§ Task brief
Select the lines below containing the word "hair".

Point localization data:
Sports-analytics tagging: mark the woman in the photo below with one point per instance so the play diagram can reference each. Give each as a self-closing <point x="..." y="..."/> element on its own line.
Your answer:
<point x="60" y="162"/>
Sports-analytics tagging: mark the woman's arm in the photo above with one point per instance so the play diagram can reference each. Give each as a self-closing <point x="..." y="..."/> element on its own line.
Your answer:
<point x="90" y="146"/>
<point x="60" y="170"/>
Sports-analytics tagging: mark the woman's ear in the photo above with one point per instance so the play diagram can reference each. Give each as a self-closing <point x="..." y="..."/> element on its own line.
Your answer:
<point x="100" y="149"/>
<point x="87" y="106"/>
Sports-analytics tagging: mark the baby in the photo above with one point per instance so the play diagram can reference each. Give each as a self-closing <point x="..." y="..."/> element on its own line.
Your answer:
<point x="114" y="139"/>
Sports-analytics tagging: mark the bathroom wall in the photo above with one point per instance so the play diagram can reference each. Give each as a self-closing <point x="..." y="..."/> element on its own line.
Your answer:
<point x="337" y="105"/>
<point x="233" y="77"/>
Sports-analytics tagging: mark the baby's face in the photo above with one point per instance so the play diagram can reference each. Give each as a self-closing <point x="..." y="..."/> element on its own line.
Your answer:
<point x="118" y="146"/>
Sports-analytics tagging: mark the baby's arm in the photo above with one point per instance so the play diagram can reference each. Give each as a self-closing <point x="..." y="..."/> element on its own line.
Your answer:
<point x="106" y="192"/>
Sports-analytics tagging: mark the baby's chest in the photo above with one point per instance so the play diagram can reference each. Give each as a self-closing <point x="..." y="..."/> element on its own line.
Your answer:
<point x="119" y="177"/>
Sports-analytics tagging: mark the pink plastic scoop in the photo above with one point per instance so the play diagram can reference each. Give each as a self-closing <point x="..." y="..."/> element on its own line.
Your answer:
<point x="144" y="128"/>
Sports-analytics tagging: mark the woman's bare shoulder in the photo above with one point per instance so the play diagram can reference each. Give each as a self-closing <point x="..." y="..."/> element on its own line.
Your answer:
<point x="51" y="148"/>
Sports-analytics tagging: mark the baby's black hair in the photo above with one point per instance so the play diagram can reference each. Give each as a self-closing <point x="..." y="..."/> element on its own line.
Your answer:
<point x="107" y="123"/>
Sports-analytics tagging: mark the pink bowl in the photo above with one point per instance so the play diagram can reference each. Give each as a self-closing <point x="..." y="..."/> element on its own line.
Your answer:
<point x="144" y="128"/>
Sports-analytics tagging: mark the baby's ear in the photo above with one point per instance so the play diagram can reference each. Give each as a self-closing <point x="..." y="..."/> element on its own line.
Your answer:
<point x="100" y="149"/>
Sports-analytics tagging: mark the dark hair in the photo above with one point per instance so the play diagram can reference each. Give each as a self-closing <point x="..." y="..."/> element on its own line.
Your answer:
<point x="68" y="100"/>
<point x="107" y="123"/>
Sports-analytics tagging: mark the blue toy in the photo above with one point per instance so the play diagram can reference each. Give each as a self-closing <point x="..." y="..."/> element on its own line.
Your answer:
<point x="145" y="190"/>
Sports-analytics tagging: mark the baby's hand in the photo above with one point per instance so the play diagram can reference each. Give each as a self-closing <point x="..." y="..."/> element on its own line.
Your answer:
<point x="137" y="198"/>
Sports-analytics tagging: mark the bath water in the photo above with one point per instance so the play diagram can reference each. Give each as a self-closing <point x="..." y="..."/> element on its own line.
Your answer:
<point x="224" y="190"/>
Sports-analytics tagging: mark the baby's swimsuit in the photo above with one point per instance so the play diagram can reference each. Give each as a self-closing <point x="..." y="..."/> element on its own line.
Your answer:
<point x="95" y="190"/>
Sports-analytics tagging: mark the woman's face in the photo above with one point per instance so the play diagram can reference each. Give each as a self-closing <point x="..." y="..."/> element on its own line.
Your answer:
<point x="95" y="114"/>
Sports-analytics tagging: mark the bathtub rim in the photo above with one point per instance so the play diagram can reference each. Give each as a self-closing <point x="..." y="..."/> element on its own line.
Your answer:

§ Solution for this exercise
Sports-analytics tagging: mark the baby's black hair in the photo above with one point per instance so the play diagram can reference each. Give each as a self-closing <point x="..." y="..."/> element on its own line.
Sports-analytics tagging: mark the dark hair in the photo above with one point per instance so the play diagram can reference each. Give each as a self-closing <point x="..." y="..."/> element on its own line.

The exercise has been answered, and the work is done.